• Given problem A:
In the registration statement excerpt, the fee computation uses the average of the high and low prices of the Common Stock on which date?
• Given problem B:
Pick up the registration statement excerpt after its last line and keep writing it.

┌─ Quoted passage

Pursuant to Section 6(b) of the Securities Act of 1933 and Rule 457(c) of
the Securities Act Rules, the computation of fees is based upon the average
of the high and low prices on September 18, 1996, of the Common Stock as
reported in The Wall Street Journal on September 19, 1996.

The approximate date of commencement of the proposed sale of the securities
to the public is as soon as practicable following the effective date of
this Registration Statement.
                                        
                                        
                                  PART II
               INFORMATION REQUIRED IN THE REGISTRATION STATEMENT

ITEM 3.   INCORPORATION OF DOCUMENTS BY REFERENCE.

     The Company hereby incorporates by reference into this Registration
Statement the following documents filed with the Commission:

1.   The Company's annual report on Form 10-K for the fiscal year ended
     October 31, 1995  filed pursuant to Section 13(a) of the Exchange Act;

2.   The Company's quarterly reports on Form 10-Q for the fiscal quarters
     ended January 31, 1996, April 28, 1996 and July 28, 1996, filed
     pursuant to Section 13(a) of the Exchange Act;

3.   The Company's proxy statement dated March 8, 1996, filed pursuant to
     Section 14 of the Exchange Act;

4.   The description of the Company's Common Stock, registered under
     Section 12 of the Exchange Act, which is contained in the Registration
     Statement filed under such Act, including any amendment or report
     filed for the purpose of updating such description.

     All reports and definitive proxy or information statements
subsequently filed pursuant to Section 13(a), 13(c), 14 or 15(d) of the
Exchange Act prior to the filing of a post-effective amendment which
indicates that all securities offered have been sold or which deregisters
all securities then remaining unsold shall be deemed to be incorporated by
reference into this Registration Statement and to be a part hereof from the
date of filing of such documents.  See "Available Information."  Any
statement contained in a document incorporated or deemed to be incorporated
herein by reference shall be deemed to be modified or superseded for
purposes of this Registration Statement to the extent that a statement
contained herein or in any other subsequently-filed document which also is
or is deemed to be incorporated by reference herein modifies or supersedes
such statement.

     The Company will provide without charge to each person to whom a
prospectus is delivered, upon request of such person, a copy of any or all
of the foregoing documents incorporated herein by reference (other than
exhibits to such documents not specifically incorporated by reference).
Written or telephone requests should be directed to Optical Coating
Laboratory, Inc., 2789 Northpoint Parkway, Santa Rosa, California  95407-
7397, Telephone (707) 545-6440, Attention: John M. Markovich, Vice
President, Finance and Chief Financial Officer.

ITEM 4.   DESCRIPTION OF SECURITIES.

        Not applicable.

ITEM 5.   INTERESTS OF NAMED EXPERTS AND COUNSEL.

        Not applicable.

ITEM 6.   INDEMNIFICATION OF DIRECTORS AND OFFICERS.

└─
┌─ Data shown

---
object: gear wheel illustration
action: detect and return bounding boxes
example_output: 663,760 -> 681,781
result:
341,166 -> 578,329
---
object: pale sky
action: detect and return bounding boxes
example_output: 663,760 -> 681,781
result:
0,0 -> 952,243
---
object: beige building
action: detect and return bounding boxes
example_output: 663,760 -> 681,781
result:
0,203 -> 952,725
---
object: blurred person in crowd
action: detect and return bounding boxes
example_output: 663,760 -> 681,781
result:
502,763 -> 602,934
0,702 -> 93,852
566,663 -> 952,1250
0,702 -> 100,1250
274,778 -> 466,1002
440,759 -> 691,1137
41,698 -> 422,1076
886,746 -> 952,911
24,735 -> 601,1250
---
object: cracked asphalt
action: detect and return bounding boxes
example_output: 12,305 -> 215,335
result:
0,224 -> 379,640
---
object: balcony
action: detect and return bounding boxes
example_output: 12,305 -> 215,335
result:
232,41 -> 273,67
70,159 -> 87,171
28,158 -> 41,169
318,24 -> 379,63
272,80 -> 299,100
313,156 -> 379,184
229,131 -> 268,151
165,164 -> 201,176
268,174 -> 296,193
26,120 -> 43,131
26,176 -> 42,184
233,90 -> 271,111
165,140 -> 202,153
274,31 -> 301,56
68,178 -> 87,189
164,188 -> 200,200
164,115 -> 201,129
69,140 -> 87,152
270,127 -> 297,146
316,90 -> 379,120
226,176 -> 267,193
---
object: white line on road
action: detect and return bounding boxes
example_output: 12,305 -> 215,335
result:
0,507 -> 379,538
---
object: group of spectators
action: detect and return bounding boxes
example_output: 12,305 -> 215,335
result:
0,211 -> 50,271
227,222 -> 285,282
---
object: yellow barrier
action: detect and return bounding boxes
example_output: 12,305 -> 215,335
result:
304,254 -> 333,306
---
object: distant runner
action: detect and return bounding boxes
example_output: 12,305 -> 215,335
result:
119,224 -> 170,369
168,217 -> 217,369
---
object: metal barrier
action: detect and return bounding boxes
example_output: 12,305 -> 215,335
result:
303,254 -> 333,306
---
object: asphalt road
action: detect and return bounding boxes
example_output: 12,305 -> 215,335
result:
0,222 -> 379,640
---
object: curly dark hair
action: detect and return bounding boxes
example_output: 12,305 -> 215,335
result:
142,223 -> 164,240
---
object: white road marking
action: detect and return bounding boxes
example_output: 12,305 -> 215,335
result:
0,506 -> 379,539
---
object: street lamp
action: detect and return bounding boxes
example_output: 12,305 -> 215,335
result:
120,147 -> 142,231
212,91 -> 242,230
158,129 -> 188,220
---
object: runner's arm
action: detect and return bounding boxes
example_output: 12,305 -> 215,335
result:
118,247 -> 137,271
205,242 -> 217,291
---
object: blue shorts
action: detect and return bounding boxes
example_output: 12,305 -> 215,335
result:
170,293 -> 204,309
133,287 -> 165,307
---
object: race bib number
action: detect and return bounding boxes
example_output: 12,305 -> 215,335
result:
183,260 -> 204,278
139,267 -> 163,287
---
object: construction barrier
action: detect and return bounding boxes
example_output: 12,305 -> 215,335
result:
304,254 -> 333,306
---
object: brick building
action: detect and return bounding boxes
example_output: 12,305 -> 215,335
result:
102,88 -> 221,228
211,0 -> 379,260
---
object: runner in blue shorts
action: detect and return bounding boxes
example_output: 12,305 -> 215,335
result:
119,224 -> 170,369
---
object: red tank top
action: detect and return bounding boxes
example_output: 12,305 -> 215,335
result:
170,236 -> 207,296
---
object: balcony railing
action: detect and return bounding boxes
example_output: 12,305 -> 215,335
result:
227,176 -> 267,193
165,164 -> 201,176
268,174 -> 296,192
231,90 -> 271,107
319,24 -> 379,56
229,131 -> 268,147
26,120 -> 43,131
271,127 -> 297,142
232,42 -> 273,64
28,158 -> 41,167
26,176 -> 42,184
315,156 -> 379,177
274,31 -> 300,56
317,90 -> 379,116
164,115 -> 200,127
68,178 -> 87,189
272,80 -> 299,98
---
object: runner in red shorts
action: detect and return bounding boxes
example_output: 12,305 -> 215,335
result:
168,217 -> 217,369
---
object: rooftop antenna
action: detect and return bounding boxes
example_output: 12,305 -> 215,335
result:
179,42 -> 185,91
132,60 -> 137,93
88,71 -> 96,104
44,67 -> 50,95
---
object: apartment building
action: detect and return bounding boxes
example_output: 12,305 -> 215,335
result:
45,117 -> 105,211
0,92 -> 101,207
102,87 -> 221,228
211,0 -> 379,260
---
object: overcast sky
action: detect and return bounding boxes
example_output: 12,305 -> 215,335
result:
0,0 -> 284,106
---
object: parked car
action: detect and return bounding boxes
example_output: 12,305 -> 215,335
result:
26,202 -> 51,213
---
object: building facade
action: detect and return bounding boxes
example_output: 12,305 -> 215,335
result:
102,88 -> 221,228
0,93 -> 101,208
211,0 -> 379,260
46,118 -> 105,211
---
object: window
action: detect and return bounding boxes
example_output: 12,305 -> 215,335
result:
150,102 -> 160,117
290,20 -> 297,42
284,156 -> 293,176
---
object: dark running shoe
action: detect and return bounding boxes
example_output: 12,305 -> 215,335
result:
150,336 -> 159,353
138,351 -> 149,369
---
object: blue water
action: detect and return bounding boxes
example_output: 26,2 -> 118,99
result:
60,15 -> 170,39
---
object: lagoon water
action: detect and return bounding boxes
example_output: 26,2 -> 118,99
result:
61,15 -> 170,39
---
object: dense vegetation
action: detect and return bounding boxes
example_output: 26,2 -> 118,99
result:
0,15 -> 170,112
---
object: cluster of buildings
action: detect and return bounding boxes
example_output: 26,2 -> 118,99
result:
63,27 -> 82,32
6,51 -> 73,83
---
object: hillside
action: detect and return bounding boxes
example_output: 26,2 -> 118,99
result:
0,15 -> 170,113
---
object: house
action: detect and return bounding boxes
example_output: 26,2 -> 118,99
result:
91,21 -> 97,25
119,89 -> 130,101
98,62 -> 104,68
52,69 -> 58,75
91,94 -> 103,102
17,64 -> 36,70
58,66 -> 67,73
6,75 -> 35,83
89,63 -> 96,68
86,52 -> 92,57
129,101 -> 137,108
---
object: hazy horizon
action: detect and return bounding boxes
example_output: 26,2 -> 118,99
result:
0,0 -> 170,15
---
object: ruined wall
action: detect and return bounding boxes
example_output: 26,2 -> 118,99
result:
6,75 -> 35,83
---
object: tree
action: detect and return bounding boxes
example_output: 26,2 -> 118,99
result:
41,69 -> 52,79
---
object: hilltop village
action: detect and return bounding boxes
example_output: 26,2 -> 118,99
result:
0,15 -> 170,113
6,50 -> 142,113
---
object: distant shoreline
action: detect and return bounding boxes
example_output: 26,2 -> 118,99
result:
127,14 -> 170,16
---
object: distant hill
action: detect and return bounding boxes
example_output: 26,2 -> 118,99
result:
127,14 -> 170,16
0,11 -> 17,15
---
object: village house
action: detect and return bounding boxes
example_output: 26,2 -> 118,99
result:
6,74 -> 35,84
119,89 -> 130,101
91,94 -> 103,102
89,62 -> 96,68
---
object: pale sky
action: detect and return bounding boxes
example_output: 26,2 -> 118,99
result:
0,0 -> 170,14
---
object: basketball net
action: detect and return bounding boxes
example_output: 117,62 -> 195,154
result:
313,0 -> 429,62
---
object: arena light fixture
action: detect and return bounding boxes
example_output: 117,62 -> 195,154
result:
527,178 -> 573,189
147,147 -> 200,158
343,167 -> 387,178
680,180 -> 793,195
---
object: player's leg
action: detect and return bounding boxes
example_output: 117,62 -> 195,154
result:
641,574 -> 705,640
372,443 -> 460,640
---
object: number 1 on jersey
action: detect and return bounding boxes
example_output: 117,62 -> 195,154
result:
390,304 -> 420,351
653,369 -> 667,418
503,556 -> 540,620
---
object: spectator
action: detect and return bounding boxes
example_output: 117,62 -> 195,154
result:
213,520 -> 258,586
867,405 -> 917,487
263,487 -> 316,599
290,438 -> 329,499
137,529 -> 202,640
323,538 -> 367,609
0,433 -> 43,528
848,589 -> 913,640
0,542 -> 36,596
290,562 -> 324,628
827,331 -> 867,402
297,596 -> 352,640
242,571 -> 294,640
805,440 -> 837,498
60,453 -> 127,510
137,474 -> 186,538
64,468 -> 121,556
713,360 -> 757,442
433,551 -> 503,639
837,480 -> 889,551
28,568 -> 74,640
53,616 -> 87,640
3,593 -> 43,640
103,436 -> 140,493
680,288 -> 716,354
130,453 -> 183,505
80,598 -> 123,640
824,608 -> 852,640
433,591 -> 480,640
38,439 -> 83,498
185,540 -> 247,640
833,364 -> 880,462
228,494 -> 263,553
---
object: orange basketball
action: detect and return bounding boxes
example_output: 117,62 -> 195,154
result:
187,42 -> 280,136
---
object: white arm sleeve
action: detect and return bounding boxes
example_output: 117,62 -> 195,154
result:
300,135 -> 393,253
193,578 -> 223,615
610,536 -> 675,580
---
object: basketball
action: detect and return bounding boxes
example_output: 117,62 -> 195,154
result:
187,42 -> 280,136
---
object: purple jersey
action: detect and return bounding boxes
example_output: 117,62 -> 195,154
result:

└─

• Exercise output A:
September 18, 1996

• Exercise output B:
        In June 1986, Delaware enacted legislation which authorizes
corporations to eliminate the personal liability of directors to
corporations and their stockholders for monetary damages for breach or
alleged breach of directors' fiduciary "duty of care."  Under prior
Delaware law, directors were accountable to corporations and their
stockholders for monetary damages for conduct constituting gross negligence
in the exercise of their duty of care. Although the new statute does not
change directors' duty of care, it enables corporations to limit available
relief to equitable remedies such as injunction or rescission.  Numerous
lawsuits alleging breach of directors' duty of care have been filed in
connection with corporate mergers and acquisitions.  The new statute
permits corporations to limit available remedies of stockholders in
connection with these transactions, as well as in other circumstances.  The
legislation has no effect on director's liability for (1) breach of the
director's duty of loyalty, (2) acts or omissions not in good faith or
involving intentional misconduct or knowing violations of law, (3) a
corporation's illegal payment of dividends, and (4) approval of any
transaction from which the director derives an improper personal benefit.
The statute will have no effect on claims arising under the federal
securities laws.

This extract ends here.